[Bir koleksiyondan alınmış kayıtlar]

========================================

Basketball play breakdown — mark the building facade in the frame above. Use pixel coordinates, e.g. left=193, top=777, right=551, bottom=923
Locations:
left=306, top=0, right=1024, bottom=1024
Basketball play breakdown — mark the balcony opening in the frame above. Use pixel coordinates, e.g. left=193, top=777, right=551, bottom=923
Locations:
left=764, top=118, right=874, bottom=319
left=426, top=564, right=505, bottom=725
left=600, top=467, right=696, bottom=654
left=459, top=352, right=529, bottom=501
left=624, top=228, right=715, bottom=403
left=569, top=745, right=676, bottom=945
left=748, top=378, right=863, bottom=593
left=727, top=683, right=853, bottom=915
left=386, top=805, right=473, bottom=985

========================================

Yukarıdaki kayıtların tüm satırlarını, yanıt olmayan satırlar da dahil olmak üzere, sırasıyla yeniden yazın; yanıtlardaki sınır kutusu piksel koordinatlarını 1,3 ile çarpıp en yakın tam sayıya yuvarlayın (buçuklar yukarı yuvarlanır). Yanıt olmayan satırlardaki sayılar, biçim örneğindeki değerler de dahil, değiştirilmeden kalmalıdır.

Basketball play breakdown — mark the building facade in the frame above. Use pixel coordinates, e.g. left=193, top=777, right=551, bottom=923
Locations:
left=398, top=0, right=1331, bottom=1331
Basketball play breakdown — mark the balcony opening in the frame above. Use pixel coordinates, e.g. left=193, top=777, right=551, bottom=923
Locations:
left=993, top=153, right=1136, bottom=415
left=554, top=733, right=657, bottom=943
left=780, top=607, right=905, bottom=850
left=597, top=458, right=688, bottom=651
left=811, top=296, right=930, bottom=524
left=740, top=969, right=879, bottom=1229
left=972, top=491, right=1122, bottom=771
left=945, top=888, right=1109, bottom=1190
left=502, top=1047, right=615, bottom=1281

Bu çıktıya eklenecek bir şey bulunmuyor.